◆ Tasks and exercises:
1. Which news outlets does the article on the U.S. reopening debate cite as sources? List every one.
2. Can you carry on the article about the U.S. reopening debate, picking up after its final sentence?

◆ Text shown:
+ + + + + + +
As the White House aims to get the U.S. economy reopened quickly, critics have been casting doubt on the administration's approach that pits a rising death toll against economic recession.
"They've decided in a very utilitarian kind of way that the political damage from a collapsed economy is greater than the political damage from losing as many as 90,000 more Americans just in June," The Guardian quoted Rick Wilson, a former Republican strategist, as saying.
"We're witnessing the full-scale application of a kind of grisly realpolitik that is a clear willingness to trade lives for the Dow Jones."
The U.S. recorded more than 1.45 million cases as of Saturday and at least 87,643 related deaths, according to the COVID-19 dashboard of the Center of Systems Science and Engineering at Johns Hopkins University.
Anthony Fauci, the top U.S. public health expert who has led the National Institute of Allergy and Infectious Diseases since 1984, said in Senate testimony on Tuesday that the country's official death toll was probably undercounted, and warned that "the consequences could be really serious" if the country prematurely lifts lockdowns.
U.S. President Donald Trump described Fauci's caution as unacceptable.
"I was surprised by his answer, actually. It's just ... to me it's not an acceptable answer, especially when it comes to schools."
The delicate dynamic between Fauci and Trump has been watched for months. Its latest fraying marks the most pronounced clash yet in the tussle between science and politics that has long plagued the administration's fight against the coronavirus, CNN said.
Politico disclosed late last month that the National Republican Senatorial Committee had sent campaigns a 57-page memo, advising Republican candidates to address the coronavirus crisis by aggressively attacking China. The memo stresses three mainlines of assault: that China caused the virus "by covering it up", that Democrats are "soft on China", and that Republicans will "push for sanctions on China for its role in spreading this pandemic".
At the same time, lockdown measures continue to bite the world's largest economy, with U.S. government figures showing on Thursday that almost 3 million people sought jobless benefits for the first time in the week ending May 9, taking the two-month tally to more than 36 million.
+ + + + + + +
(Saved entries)
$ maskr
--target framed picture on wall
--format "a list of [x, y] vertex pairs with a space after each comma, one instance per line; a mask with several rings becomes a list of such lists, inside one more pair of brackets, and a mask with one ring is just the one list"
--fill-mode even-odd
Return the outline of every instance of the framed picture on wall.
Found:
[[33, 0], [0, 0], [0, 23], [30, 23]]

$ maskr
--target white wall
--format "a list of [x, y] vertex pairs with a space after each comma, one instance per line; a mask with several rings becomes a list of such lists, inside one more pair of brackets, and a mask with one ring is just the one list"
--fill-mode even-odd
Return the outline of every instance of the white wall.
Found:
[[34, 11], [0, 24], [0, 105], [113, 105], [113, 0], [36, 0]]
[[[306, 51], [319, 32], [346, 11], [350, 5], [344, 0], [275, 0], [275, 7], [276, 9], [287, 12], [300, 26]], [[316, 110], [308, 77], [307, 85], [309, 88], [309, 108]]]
+ + + + + + +
◆ Expected outputs:
1. The Guardian, CNN, Politico

2.
Goldman Sachs on Wednesday warned that the unemployment rate in the U.S. is expected to peak at 25 percent, rivaling levels seen during the Great Depression; its previous forecast was for 15 percent at the peak.
The New York Times reported that by Thursday more than half the states had started to reopen their economies in some meaningful way or had plans to do so soon. Many states that were reopening had failed to meet requirements recommended by the Trump administration before loosening restrictions on businesses and social activities, the paper said.
Early this month a model by the Institute for Health Metrics and Evaluation at the University of Washington more than doubled its prediction to nearly 135,000 deaths because of COVID-19 in the U.S. until the beginning of August, compared with its previous estimate of 60,308 deaths by Aug 4.
The revised projections reflect rising mobility in most U.S. states, as well as the easing of social distancing measures that had been expected in 31 states by May 11, indicating that growing contacts among people will promote transmission of the virus, the institute said.
John Cassidy, a staff writer at The New Yorker, wrote that the early reopening looks like a gamble to get the economy going before the presidential election in November without sparking a big new wave of infections.
No one could say whether this strategy would succeed, he said, but if it did not, and new projections about the virus' spread proved accurate, the weakest and most vulnerable members of U.S. society would bear the heaviest cost.